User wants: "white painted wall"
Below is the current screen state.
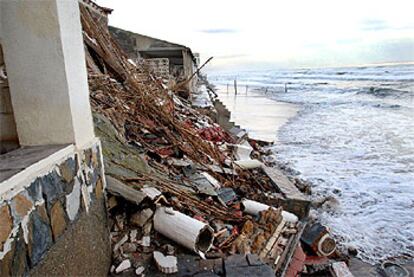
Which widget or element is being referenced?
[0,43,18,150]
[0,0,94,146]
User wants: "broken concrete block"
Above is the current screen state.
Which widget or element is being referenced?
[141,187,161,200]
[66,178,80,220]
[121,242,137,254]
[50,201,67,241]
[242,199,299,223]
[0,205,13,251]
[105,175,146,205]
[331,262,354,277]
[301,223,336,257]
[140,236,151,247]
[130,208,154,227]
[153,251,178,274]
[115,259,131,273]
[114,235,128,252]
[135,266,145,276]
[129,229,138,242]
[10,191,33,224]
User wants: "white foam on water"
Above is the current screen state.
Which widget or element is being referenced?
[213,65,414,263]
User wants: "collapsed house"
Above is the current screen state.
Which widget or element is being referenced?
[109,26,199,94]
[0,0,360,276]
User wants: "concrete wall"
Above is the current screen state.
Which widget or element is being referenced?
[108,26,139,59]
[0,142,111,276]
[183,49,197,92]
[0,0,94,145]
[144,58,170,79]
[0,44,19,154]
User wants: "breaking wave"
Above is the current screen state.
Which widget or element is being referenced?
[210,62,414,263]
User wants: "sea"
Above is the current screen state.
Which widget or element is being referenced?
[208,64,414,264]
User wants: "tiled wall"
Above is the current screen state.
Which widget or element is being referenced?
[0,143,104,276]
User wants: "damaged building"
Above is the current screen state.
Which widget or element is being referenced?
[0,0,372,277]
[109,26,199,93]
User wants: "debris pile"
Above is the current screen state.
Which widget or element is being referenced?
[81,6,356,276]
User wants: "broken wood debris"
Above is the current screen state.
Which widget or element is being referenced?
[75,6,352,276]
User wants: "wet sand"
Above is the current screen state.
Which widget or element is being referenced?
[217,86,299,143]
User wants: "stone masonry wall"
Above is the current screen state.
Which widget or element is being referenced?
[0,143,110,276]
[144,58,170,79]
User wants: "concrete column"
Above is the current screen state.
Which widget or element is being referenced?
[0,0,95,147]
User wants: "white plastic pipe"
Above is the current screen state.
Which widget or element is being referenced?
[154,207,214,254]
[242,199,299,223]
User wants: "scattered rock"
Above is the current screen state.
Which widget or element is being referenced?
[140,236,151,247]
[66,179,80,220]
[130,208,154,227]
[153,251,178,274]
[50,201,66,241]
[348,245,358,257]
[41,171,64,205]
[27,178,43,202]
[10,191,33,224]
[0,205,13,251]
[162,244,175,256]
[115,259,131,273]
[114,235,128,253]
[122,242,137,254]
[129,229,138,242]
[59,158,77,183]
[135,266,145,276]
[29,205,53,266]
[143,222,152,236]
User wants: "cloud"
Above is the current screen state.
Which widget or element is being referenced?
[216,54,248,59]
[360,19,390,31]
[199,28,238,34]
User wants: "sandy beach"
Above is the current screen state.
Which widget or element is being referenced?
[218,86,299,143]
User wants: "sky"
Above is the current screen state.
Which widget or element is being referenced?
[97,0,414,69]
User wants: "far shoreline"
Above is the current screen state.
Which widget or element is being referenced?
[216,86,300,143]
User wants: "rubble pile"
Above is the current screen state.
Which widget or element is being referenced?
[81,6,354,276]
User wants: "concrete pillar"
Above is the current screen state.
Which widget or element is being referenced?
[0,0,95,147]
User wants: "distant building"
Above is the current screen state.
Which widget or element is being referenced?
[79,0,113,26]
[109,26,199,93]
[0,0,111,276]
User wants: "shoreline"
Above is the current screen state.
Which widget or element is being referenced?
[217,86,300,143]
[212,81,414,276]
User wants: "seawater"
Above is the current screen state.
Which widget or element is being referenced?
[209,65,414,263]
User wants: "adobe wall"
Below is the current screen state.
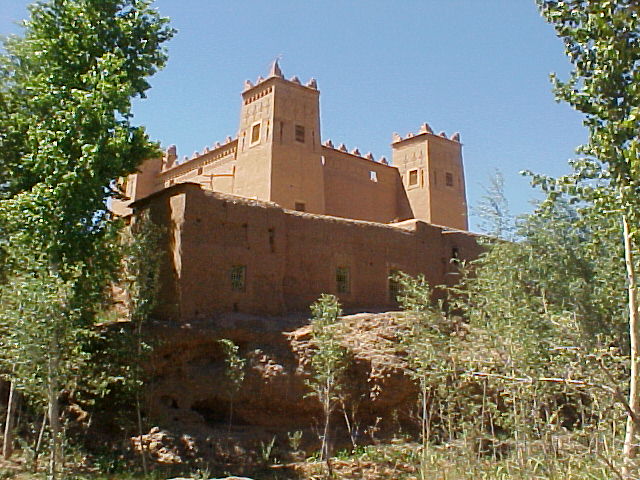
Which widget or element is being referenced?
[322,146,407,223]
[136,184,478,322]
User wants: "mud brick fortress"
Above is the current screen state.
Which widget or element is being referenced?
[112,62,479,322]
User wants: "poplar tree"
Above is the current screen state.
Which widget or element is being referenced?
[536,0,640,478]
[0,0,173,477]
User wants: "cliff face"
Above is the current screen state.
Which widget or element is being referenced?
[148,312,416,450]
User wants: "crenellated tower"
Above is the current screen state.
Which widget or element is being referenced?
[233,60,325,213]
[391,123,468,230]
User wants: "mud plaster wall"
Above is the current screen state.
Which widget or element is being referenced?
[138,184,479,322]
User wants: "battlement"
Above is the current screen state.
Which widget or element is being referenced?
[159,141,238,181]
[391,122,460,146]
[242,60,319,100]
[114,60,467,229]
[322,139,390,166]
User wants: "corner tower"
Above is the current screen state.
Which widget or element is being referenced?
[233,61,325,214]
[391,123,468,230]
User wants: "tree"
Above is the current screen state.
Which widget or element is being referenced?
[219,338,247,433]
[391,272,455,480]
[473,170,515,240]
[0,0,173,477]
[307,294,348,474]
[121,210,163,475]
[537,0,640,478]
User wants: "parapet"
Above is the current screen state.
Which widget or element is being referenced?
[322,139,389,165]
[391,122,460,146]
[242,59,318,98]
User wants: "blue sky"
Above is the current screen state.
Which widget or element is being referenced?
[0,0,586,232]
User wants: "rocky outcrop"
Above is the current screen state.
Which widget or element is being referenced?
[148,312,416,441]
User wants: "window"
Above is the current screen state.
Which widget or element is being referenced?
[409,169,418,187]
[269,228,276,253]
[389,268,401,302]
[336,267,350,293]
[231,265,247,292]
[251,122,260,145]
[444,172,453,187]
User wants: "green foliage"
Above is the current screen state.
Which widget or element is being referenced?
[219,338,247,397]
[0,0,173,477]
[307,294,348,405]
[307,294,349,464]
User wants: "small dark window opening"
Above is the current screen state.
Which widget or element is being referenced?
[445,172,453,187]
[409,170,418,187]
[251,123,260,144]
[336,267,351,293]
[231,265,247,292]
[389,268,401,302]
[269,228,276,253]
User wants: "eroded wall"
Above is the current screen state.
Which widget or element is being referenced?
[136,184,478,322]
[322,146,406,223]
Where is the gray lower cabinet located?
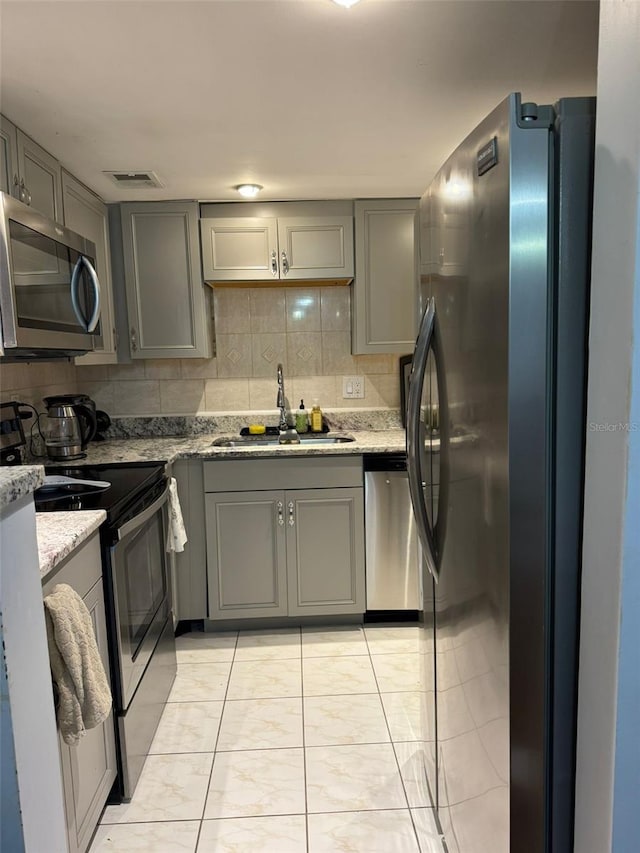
---+---
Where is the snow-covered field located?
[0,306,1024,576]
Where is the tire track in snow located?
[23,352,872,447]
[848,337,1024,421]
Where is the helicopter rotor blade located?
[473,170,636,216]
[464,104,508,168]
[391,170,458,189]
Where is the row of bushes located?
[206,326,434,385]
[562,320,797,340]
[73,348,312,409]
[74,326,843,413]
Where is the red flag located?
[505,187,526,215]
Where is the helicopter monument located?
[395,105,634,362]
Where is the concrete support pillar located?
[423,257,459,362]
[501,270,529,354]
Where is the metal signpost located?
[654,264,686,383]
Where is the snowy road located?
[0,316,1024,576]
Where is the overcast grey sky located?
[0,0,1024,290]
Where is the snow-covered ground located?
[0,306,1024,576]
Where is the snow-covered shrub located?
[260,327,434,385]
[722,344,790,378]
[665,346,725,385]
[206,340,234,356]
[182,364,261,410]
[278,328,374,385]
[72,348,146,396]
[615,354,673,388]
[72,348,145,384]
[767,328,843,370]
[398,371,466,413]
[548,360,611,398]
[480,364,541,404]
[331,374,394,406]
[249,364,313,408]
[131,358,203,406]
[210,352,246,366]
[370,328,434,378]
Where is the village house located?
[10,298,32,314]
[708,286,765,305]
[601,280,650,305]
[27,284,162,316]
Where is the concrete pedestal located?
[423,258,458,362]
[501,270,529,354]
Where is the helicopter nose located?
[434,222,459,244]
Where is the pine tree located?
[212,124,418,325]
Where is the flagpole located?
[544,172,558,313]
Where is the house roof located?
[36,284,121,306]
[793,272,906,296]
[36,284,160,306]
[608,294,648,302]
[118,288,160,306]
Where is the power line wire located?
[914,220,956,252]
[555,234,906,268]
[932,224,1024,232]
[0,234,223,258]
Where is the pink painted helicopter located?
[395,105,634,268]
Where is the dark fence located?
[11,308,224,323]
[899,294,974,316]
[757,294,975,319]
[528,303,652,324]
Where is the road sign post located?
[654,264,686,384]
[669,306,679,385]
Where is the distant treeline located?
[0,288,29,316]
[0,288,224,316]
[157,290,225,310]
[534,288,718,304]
---+---
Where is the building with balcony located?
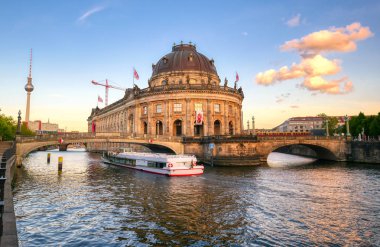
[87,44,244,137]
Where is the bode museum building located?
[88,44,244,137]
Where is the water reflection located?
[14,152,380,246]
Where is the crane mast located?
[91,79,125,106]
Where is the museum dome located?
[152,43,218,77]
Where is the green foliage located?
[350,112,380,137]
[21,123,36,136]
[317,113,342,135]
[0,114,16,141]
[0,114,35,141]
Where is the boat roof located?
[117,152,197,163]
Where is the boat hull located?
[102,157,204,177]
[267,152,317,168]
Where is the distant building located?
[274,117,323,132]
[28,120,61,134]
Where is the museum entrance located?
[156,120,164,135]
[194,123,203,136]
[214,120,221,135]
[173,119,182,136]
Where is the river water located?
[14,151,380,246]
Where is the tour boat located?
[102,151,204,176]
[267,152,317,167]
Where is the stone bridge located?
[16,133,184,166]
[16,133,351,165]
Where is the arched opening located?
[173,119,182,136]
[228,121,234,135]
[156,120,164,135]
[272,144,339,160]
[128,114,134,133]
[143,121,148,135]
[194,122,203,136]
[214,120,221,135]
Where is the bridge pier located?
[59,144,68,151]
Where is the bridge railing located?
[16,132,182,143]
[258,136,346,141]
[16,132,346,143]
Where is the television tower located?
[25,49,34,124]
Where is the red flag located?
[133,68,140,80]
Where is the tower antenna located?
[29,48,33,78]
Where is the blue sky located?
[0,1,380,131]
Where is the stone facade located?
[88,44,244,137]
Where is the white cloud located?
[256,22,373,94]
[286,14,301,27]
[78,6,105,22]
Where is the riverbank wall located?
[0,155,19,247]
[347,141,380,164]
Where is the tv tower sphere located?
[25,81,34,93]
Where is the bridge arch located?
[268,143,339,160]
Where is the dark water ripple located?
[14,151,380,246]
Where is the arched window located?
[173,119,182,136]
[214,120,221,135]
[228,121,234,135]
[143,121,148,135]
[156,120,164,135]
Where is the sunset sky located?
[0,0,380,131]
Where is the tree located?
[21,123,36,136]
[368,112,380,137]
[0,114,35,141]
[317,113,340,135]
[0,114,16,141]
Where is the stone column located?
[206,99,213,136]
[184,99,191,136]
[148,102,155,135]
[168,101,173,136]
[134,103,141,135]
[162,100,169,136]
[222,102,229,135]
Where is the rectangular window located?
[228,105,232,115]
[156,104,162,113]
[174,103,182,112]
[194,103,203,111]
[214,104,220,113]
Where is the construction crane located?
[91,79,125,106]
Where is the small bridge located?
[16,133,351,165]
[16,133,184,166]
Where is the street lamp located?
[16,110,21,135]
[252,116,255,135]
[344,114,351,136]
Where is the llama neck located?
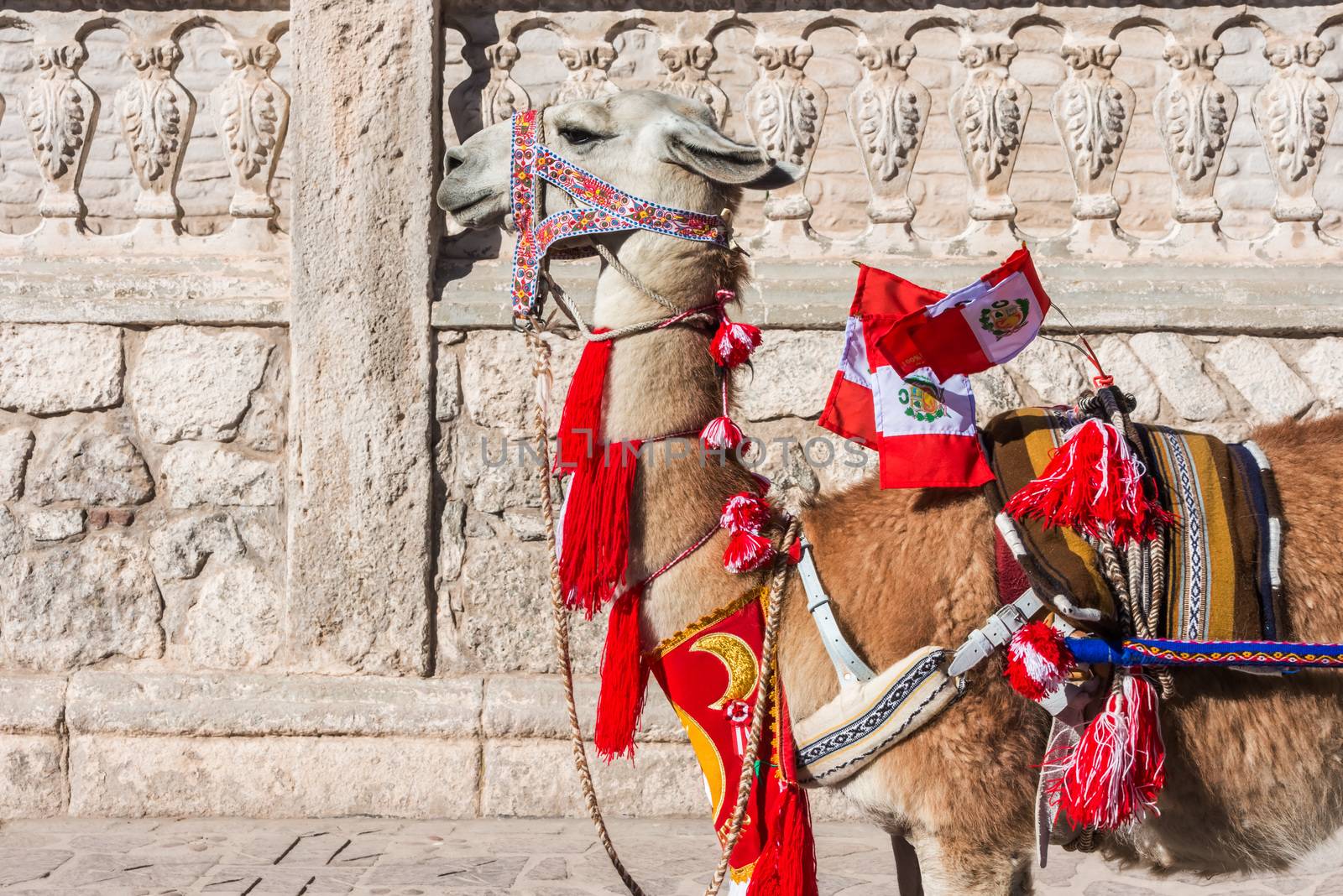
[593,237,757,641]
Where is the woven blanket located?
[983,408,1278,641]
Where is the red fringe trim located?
---+---
**JOB**: Copy out the listing from the line with "Where is the tire track in snow located?" up to and including the line with "[505,187,526,215]", character for character.

**THE RESULT**:
Where is the tire track in snow located?
[23,352,872,447]
[848,337,1024,421]
Where is the helicopter rotor blade located?
[473,170,636,216]
[464,104,508,168]
[391,170,458,189]
Where is the row of bushes located?
[206,326,434,385]
[562,320,797,340]
[73,348,312,409]
[74,326,843,413]
Where is the red flag located?
[505,187,526,215]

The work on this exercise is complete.